All we hear from President Obama is how the top 1 percent needs to pay its “fair share.” I may be naïve, but “fair” to me means everybody gets to partake in the fun.
Going over the fiscal cliff allows all of the Bush era tax cuts to disappear. This would allow everyone’s taxes to increase. What could be fairer than that?
On the spending side, the work has all been done. The Republicans and Democrats have already decided where all of the cuts will take place, so obviously both sides are equally happy or unhappy, whichever the case may be. If Congress is unwilling or unable to do the job with more precision, this solution solves the problem for both parties.
What is crystal clear to me is that this country is in deep financial trouble. And the trouble is not Wall Street’s fault, and it is not China’s fault, and it’s not the demonized 1 percent’s fault. It is our fault. We simply want way, way, more than we are willing to pay for.
If the experience of the Greek people is any indication of pain and suffering that financial irresponsibility can bring on a country, then we are in for some rough sailing. The United States’ debt-to-GDP ratio is approaching Greece’s.
We are adding $1 trillion of additional debt annually. How can any responsible person believe that this is responsible government?
Past generations of Americans have passed on to future generations a nation that was in reasonably good condition, with a fairly well-functioning, limited government. This generation is passing on a bankrupt nation with a dysfunctional behemoth of a government. Let’s fix this.
Of angels and outrage
I was struck by the insensitivity, but mostly by the absurdity, of the Nov. 27 letter, “Offense taken.”
The writer seemed annoyed that Native Americans successfully protested the wearing of a Native American headdress by a Victoria’s Secret model during a fashion show, and expressed offense with the models wearing angel wings — a supposed show of disrespect towards angels and, therefore, also to Christians.
It was obviously an affront to the writer’s personal beliefs about angels.
The last time I checked the history books, it was not angels who settled, farmed, hunted and gathered on this great land so many centuries ago. Natural history museums are filled with the artifacts from great Native American cultures.
These other-worldly winged figures, the angels so desecrated by the runway props of a wildly popular lingerie company, have never been scientifically documented or even seen by any person of credibility, let alone subjected to the murder, discrimination, racism, relocation and obliteration of lands, rights and cultures perpetrated on Native Americans by a white Christian culture.
I found this letter quite offensive, and I’m not a Native American.
It was a fine example of distasteful self-righteousness, down to the last sentence, “That’s all right, we’ll pray for you.” Please, don’t bother.
I’d rather receive a smoke signal signifying knowledge, empathy, tolerance and understanding.
Glimmer of hope
Thank you for printing Randy Ley’s Nov. 28 letter (“God, Lincoln and Thanksgiving”) regarding the two articles that were in your paper on Thanksgiving Day (“Prayers before public meetings debated” and “Lincoln celebrates Thanksgiving”).
I am thankful that in spite of all the negativity we read each day, every once in a while, if we search the pages of the news, we get a glimmer of hope, such as the main editorial, reprinting Lincoln’s proclamation for a national day of thanksgiving.
As Ley wrote, I am also thankful that men such as Lincoln knew whom to thank.

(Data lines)
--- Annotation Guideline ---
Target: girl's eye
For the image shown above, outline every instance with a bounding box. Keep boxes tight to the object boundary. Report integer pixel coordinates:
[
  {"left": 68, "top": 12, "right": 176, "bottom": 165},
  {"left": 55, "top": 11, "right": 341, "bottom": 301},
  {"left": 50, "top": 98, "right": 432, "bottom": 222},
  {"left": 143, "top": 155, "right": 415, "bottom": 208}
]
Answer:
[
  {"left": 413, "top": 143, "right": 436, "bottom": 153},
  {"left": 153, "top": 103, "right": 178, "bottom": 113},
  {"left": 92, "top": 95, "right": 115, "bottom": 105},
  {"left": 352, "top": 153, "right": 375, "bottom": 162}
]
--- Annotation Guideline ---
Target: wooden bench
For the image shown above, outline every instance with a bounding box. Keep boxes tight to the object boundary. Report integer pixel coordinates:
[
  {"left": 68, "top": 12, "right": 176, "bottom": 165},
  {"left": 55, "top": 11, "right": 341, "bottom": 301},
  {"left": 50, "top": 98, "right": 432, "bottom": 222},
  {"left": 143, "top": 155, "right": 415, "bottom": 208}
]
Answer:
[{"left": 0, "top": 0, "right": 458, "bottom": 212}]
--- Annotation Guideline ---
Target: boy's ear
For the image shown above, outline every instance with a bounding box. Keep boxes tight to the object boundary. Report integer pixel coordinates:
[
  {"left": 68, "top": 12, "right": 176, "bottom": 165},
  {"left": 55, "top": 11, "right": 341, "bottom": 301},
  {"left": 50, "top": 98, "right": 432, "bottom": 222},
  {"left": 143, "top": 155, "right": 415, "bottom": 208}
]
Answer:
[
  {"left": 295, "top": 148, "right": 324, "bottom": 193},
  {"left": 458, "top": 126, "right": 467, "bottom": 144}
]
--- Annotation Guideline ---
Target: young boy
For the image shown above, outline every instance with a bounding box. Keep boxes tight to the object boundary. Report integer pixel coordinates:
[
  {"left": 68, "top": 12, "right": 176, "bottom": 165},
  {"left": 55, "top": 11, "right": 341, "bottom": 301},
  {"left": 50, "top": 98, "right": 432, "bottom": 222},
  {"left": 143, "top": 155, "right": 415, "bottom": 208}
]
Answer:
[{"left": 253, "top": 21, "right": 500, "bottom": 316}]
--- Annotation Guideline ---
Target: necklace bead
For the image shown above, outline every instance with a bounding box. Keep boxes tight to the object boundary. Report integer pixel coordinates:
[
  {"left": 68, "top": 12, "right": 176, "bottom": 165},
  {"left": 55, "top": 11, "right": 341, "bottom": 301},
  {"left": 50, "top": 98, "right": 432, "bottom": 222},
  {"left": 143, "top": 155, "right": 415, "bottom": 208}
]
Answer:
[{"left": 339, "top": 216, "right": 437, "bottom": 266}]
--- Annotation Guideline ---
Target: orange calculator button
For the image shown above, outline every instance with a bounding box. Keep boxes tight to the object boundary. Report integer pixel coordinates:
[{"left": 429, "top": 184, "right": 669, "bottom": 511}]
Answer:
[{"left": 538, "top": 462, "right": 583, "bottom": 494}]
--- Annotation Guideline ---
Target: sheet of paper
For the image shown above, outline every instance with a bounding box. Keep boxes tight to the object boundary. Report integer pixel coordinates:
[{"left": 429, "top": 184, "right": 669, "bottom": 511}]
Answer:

> Task to complete: From the letters above, extract the section that begins with the words "Going over the" and ends after the words "for both parties.", copying it word for word.

> The completed task:
Going over the fiscal cliff allows all of the Bush era tax cuts to disappear. This would allow everyone’s taxes to increase. What could be fairer than that?
On the spending side, the work has all been done. The Republicans and Democrats have already decided where all of the cuts will take place, so obviously both sides are equally happy or unhappy, whichever the case may be. If Congress is unwilling or unable to do the job with more precision, this solution solves the problem for both parties.